■ **Exercise brief**:
Rescale the material below, from the line containing "For this drill the class indicates the man in white" through the end of the material, and write out only those lines again with the requests included. Multiply each answer's point coordinates by 0.7 and round them to whole numbers, with halves rounded up.

══ Extracted information

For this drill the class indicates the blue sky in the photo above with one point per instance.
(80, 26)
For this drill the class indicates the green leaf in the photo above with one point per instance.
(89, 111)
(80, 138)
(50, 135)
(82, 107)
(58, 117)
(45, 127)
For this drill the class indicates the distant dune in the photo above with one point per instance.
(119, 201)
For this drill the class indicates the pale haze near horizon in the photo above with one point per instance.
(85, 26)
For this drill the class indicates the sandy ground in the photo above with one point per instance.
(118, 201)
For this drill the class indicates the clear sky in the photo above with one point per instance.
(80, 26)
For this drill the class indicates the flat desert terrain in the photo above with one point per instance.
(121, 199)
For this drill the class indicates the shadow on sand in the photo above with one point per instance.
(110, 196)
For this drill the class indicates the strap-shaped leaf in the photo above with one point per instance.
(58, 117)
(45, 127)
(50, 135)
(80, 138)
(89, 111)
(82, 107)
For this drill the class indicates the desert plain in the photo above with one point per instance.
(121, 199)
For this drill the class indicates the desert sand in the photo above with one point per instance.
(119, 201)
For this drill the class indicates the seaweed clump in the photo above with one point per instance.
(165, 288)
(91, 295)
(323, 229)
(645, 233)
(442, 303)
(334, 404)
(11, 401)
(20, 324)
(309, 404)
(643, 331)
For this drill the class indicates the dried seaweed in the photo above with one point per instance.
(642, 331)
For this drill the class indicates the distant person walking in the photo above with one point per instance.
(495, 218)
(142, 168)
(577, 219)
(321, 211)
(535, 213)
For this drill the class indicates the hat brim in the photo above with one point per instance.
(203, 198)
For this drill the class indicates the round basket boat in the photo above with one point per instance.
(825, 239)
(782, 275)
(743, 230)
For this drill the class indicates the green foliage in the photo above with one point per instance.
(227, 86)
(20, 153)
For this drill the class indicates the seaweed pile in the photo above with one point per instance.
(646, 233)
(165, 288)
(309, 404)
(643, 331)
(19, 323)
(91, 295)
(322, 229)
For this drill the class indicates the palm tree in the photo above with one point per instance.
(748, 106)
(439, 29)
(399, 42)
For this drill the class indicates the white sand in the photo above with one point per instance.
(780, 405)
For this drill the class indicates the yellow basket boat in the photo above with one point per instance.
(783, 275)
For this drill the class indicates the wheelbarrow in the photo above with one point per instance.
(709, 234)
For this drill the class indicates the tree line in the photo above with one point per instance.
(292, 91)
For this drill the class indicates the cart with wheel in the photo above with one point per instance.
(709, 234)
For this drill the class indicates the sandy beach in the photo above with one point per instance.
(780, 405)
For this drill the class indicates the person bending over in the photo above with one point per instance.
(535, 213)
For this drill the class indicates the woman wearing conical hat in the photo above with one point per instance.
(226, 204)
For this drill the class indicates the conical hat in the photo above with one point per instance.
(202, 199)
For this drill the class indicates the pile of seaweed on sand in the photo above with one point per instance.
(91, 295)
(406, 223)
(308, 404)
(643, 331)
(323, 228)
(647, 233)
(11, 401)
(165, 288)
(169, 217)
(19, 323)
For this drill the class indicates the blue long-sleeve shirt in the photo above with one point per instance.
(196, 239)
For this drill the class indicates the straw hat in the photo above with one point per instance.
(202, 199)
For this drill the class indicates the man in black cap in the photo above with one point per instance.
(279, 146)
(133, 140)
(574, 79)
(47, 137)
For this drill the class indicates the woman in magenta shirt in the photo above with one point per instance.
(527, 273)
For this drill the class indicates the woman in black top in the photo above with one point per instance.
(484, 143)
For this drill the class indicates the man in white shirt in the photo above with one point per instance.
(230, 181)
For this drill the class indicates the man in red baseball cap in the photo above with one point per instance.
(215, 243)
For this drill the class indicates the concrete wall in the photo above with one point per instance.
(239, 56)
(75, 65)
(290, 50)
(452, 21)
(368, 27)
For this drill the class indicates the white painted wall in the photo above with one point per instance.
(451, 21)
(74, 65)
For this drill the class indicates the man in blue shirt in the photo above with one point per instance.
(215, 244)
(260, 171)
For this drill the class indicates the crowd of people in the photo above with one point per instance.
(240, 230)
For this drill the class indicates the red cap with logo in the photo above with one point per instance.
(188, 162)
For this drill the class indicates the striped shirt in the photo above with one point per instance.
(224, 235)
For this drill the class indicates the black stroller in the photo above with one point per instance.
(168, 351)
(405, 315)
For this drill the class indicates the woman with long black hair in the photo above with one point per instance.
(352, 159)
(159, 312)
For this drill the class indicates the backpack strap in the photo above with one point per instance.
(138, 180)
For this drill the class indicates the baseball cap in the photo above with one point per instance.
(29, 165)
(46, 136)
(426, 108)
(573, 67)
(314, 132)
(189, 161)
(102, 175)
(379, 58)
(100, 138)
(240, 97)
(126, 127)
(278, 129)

════

■ **Final answer**:
For this drill the class indicates the man in white shirt in the photo above with one point per instance.
(161, 127)
For this drill the class indicates the man in red baseball cap in the photo above with one point per instance.
(151, 170)
For this drill the class indicates the concrete wall in the photo above with one point per instance.
(167, 39)
(53, 46)
(203, 35)
(316, 15)
(258, 19)
For this drill the class indicates the white painted wall in the photo above with one point per instance.
(316, 15)
(52, 46)
For this drill the class indicates the man in blue shirt in the photo above with one point per instance.
(151, 171)
(182, 120)
For this drill the class indicates the crowd of people in the photo above with one point per instance.
(168, 161)
For this drill the class indicates the red cap with logo in the photo above with one point per instance.
(132, 113)
For this drill the class indicates the striped shirt in the photo above with one point per instance.
(157, 165)
For this drill the class indicates the black stroller in the photo above with one point per instance.
(118, 246)
(284, 221)
For this drill the class indicates the woman with long black hair in the photo above with one point per instance.
(246, 111)
(111, 218)
For this drill the class indicates the backpack strap in the photo above with one point per instance.
(97, 126)
For this drill the class indicates the baseball cap in the photo above with one point per instance.
(20, 116)
(32, 95)
(298, 76)
(401, 47)
(220, 92)
(132, 113)
(71, 123)
(265, 41)
(70, 97)
(168, 68)
(88, 89)
(195, 90)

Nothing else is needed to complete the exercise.